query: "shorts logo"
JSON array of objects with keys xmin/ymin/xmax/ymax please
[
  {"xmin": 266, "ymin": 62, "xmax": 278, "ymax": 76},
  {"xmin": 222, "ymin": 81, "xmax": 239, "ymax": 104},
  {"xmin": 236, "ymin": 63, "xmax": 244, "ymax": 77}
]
---*---
◆ EXERCISE INSTRUCTIONS:
Update the records so that "shorts logo" becomes "jersey logo", leaving everything else unchanged.

◆ ANSWER TO THE PROBLEM:
query: "jersey logo"
JSON array of objects with keys xmin/ymin/xmax/ymax please
[
  {"xmin": 266, "ymin": 62, "xmax": 278, "ymax": 76},
  {"xmin": 222, "ymin": 81, "xmax": 239, "ymax": 104},
  {"xmin": 236, "ymin": 63, "xmax": 244, "ymax": 77}
]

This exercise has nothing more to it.